WHAT YOU ARE ASKED TO DO — Please print the records below exactly as they are.

****************************************

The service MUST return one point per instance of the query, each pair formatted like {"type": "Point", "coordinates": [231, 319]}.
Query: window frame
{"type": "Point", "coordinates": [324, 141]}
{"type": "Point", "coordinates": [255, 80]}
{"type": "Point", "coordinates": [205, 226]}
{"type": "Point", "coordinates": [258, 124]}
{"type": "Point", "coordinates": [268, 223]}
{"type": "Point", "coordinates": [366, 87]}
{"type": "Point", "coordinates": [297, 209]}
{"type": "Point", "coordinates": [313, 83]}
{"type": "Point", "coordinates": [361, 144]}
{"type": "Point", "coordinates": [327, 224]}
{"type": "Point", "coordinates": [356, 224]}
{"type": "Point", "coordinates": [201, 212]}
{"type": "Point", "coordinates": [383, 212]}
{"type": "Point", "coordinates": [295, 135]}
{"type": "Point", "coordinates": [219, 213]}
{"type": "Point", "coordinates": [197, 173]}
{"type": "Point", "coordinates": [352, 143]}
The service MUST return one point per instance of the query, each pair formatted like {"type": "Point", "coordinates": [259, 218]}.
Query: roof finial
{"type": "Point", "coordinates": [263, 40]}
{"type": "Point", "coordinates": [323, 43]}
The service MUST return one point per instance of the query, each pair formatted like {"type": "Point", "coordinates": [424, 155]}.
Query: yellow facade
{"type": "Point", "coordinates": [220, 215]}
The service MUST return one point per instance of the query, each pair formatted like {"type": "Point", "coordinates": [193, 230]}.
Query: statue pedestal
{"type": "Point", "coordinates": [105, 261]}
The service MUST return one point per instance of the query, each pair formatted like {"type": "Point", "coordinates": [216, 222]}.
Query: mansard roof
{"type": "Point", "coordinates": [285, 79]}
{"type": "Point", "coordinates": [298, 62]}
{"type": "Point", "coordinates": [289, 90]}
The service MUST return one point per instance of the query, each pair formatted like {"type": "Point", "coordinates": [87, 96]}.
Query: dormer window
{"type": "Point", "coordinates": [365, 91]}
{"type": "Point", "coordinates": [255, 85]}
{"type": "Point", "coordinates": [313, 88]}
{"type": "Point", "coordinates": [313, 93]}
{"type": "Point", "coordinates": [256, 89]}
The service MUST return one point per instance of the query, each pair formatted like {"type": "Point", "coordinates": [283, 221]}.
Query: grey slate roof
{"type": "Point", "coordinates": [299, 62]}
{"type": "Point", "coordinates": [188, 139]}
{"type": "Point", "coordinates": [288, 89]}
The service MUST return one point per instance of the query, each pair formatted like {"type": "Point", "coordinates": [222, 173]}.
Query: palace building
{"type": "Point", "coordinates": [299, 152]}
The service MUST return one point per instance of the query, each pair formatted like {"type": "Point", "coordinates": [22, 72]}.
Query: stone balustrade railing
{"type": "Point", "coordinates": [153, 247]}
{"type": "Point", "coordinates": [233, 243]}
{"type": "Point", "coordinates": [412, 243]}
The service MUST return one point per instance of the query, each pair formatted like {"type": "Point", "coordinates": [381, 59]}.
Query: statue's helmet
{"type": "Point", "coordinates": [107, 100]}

****************************************

OUTPUT BELOW —
The service MUST return one point per instance of the query, each pair formatted like {"type": "Point", "coordinates": [231, 319]}.
Query: window frame
{"type": "Point", "coordinates": [324, 141]}
{"type": "Point", "coordinates": [255, 80]}
{"type": "Point", "coordinates": [205, 226]}
{"type": "Point", "coordinates": [258, 124]}
{"type": "Point", "coordinates": [268, 223]}
{"type": "Point", "coordinates": [366, 87]}
{"type": "Point", "coordinates": [297, 209]}
{"type": "Point", "coordinates": [313, 83]}
{"type": "Point", "coordinates": [361, 144]}
{"type": "Point", "coordinates": [327, 224]}
{"type": "Point", "coordinates": [356, 224]}
{"type": "Point", "coordinates": [201, 212]}
{"type": "Point", "coordinates": [383, 212]}
{"type": "Point", "coordinates": [295, 135]}
{"type": "Point", "coordinates": [219, 213]}
{"type": "Point", "coordinates": [197, 173]}
{"type": "Point", "coordinates": [352, 143]}
The service MUST return one point per instance of the query, each pair formatted like {"type": "Point", "coordinates": [259, 218]}.
Query: roof finial
{"type": "Point", "coordinates": [263, 40]}
{"type": "Point", "coordinates": [323, 43]}
The service MUST return one point per instance of the query, each pair formatted like {"type": "Point", "coordinates": [424, 155]}.
Query: yellow facade
{"type": "Point", "coordinates": [220, 215]}
The service MUST return one point per instance of the query, each pair formatted like {"type": "Point", "coordinates": [193, 230]}.
Query: statue pedestal
{"type": "Point", "coordinates": [105, 261]}
The service MUST return one point per instance of the query, each pair formatted like {"type": "Point", "coordinates": [216, 222]}.
Query: mansard roof
{"type": "Point", "coordinates": [285, 79]}
{"type": "Point", "coordinates": [298, 62]}
{"type": "Point", "coordinates": [289, 90]}
The service MUST return one point per instance of the query, each pair formatted like {"type": "Point", "coordinates": [87, 96]}.
Query: dormer window
{"type": "Point", "coordinates": [365, 91]}
{"type": "Point", "coordinates": [255, 85]}
{"type": "Point", "coordinates": [313, 88]}
{"type": "Point", "coordinates": [313, 93]}
{"type": "Point", "coordinates": [256, 89]}
The service MUST return one point per instance of the query, each pair formatted like {"type": "Point", "coordinates": [283, 221]}.
Query: grey slate roof
{"type": "Point", "coordinates": [299, 62]}
{"type": "Point", "coordinates": [188, 139]}
{"type": "Point", "coordinates": [288, 89]}
The service MUST return one point per instance of the query, each pair formatted like {"type": "Point", "coordinates": [222, 173]}.
Query: palace building
{"type": "Point", "coordinates": [299, 152]}
The service MUST return one point per instance of the query, each pair formatted like {"type": "Point", "coordinates": [22, 72]}.
Query: stone balustrade railing
{"type": "Point", "coordinates": [153, 247]}
{"type": "Point", "coordinates": [233, 243]}
{"type": "Point", "coordinates": [412, 243]}
The service MUST return one point per instance of the query, each pair formatted like {"type": "Point", "coordinates": [381, 59]}.
Query: statue's helmet
{"type": "Point", "coordinates": [107, 100]}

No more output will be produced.